- Short problem
Quote the passage on how courts should respond to rape in full, word for word.

- Source extract
* * * *
That courts should respond effectively
to rape has been emphasised
throughout the world. After surveying international law and citing
several foreign cases the CC came
to this conclusion in
Bothma
v Els and Others
2010 (2)
SA 622
(CC). It referred to the Namibian High Court judgment
in
S v M
,
20
which
observed:
‘
What
once may have been unthinkable had now become a quotidian occurrence
- a fact which the learned magistrate, as he did, was
entitled to
take judicial notice of. These crimes against the vulnerable in
our society evoke a sense of helplessness in the
national
character.'
21
[24
]
Struggling with the same scourge, the Namibian High Court resolved in
S v Rudath
22
that the courts of that country should
impose deterrent sentences to discourage potential offenders.
The criminal justice
system should send out a clear message through
effective prosecution that no entitlement existed to perpetrate
rape
.
23
In a similar vein the Botswana Court
of Appeal lamented ‘the alarming increase in rape cases’
in
S v Montshwari.
* * * *
- Records shown
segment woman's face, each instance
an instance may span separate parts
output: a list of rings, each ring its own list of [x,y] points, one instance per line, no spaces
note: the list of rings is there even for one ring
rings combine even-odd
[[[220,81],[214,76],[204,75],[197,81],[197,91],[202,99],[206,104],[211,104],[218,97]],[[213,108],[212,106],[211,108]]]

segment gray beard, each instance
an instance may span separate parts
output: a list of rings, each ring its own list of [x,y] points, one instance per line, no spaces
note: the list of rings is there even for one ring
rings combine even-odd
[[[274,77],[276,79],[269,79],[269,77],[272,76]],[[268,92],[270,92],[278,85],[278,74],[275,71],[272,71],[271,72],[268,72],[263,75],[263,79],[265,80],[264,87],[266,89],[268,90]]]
* * * *
- Problem solution
That courts should respond effectively
to rape has been emphasised
throughout the world. After surveying international law and citing
several foreign cases the CC came
to this conclusion in
Bothma
v Els and Others
2010 (2)
SA 622
(CC). It referred to the Namibian High Court judgment
in
S v M
,
20
which
observed:
‘
What
once may have been unthinkable had now become a quotidian occurrence
- a fact which the learned magistrate, as he did, was
entitled to
take judicial notice of. These crimes against the vulnerable in
our society evoke a sense of helplessness in the
national
character.'
21
[24
]
Struggling with the same scourge, the Namibian High Court resolved in
S v Rudath
22
that the courts of that country should
impose deterrent sentences to discourage potential offenders.
The criminal justice
system should send out a clear message through
effective prosecution that no entitlement existed to perpetrate
rape
.
23
In a similar vein the Botswana Court
of Appeal lamented ‘the alarming increase in rape cases’
in
S v Montshwari.